» **YOUR GOAL**
Output the data below in full, character for character.

Object location annotation data
______
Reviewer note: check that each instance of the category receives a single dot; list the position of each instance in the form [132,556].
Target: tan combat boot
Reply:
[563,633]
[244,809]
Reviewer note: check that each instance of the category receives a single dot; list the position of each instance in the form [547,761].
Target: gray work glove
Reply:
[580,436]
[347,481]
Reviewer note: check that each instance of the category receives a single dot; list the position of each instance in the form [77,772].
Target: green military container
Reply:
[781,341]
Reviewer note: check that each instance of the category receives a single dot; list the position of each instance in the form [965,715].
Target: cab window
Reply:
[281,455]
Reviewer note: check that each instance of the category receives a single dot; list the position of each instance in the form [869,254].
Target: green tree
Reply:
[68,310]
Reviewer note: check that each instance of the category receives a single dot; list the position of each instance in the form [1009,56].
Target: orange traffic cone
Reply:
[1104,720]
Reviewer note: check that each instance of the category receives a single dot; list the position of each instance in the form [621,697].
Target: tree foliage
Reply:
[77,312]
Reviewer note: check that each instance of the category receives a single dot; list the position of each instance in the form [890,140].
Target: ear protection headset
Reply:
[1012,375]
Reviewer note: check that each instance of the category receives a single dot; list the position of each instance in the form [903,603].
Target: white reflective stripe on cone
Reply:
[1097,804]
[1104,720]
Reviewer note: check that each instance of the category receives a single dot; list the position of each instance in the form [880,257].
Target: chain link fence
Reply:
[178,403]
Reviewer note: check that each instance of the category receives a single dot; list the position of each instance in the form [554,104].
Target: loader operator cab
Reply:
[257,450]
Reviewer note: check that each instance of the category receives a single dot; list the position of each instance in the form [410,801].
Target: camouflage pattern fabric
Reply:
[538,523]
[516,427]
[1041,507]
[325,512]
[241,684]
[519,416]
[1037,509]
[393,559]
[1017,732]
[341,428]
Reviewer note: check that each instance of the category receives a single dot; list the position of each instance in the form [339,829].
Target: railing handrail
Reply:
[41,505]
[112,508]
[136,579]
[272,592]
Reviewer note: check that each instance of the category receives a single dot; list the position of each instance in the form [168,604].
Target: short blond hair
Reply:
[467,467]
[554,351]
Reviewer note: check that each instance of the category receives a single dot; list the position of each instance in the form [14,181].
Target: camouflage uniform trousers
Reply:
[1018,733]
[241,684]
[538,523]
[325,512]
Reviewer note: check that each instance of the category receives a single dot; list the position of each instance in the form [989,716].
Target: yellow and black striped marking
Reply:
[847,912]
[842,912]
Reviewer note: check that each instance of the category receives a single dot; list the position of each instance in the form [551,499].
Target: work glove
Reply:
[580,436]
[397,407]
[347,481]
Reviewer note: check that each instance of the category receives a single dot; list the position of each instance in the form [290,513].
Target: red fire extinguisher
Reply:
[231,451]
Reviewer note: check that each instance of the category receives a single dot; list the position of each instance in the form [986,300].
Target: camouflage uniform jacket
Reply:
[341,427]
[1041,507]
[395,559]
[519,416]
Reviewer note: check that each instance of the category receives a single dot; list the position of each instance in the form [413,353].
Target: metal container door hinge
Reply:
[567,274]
______
» **SOLUTION**
Reviewer note: check that each instance of the category receives a single dot; list the position of each instance in the form [132,556].
Target: tan combat boot
Reply:
[563,633]
[244,809]
Reviewer note: check that each instance of the category receives a single dot; list the position of each instance in the form [547,761].
Target: gray work glove
Reply:
[580,436]
[347,481]
Reviewer note: check that each instance of the category receives a single dot; list the position of each instance in the form [77,772].
Target: green military container
Reply:
[781,341]
Reviewer note: check that each instance of the category receives a single dot; list the position of each instance in the form [965,715].
Target: cab window
Reply:
[281,455]
Reviewer note: check that each instance of the category receives a single dot; list the position of each instance in the form [869,254].
Target: green tree
Reply:
[68,310]
Reviewer note: check that each instance of the category receives a single dot; list the position of each instance in the form [1009,56].
Target: orange traffic cone
Reply:
[1104,720]
Reviewer note: check that each instance of the category receives a single dot; list the position of each instance in the form [621,697].
Target: tree foliage
Reply:
[77,312]
Reviewer note: check that each instance of the category receives a single dot; list the position of each instance in the form [890,140].
Target: ear protection headset
Reply:
[1012,375]
Reviewer note: check that each instance of the category receives a single dot; list the position of each instance in the form [903,603].
Target: white reflective stripe on cone
Reply:
[1097,804]
[1104,720]
Reviewer note: check that each instance of the category receives a single dot; list the position of each instance in the form [880,257].
Target: chain link fence
Reply:
[178,403]
Reviewer note: check that each instance of the category receives a single dot; list the position of each instance in the form [554,104].
Target: loader operator cab
Reply:
[257,450]
Reviewer note: check that each instance of the category receives a single dot; list the position of each instance in the form [410,801].
Target: camouflage pattern fabric
Reply:
[538,523]
[516,427]
[1041,507]
[325,512]
[241,684]
[519,416]
[1037,509]
[393,559]
[1017,732]
[341,428]
Reviewer note: check that each instance of the category receives a single dot; list the position of each instance in the form [339,829].
Target: railing handrail
Reply:
[41,505]
[112,508]
[136,579]
[272,592]
Reviewer note: check that each instance of the category receives a single dot; list the position of each instance in the form [168,604].
Target: short blond hair
Reply:
[467,467]
[554,351]
Reviewer note: check that each instance of the category receives a single dot; list the position of each instance in the form [14,181].
Target: camouflage uniform trousers
Reply:
[1018,733]
[241,684]
[538,523]
[325,512]
Reviewer note: check that each instance of the category receives a single dot; list the position of each instance in the form [989,716].
Target: yellow and black striped marking
Reply:
[847,912]
[842,912]
Reviewer note: check that each instance of the category receives a single dot; list the position of each instance in the form [551,499].
Target: work glove
Reply:
[580,436]
[397,407]
[347,481]
Reviewer note: check that each instance of the category receives a single dot; list the position of each instance in the form [290,513].
Target: red fire extinguisher
Reply:
[231,451]
Reviewer note: check that each instance of the category receives a single dot; list the position of each instance in the form [986,300].
Target: camouflage uniform jacket
Reply:
[341,427]
[1041,507]
[395,559]
[519,416]
Reviewer note: check that each instance of the category receives a single dot; list the position of each instance in the form [413,353].
Target: metal container door hinge
Reply:
[567,274]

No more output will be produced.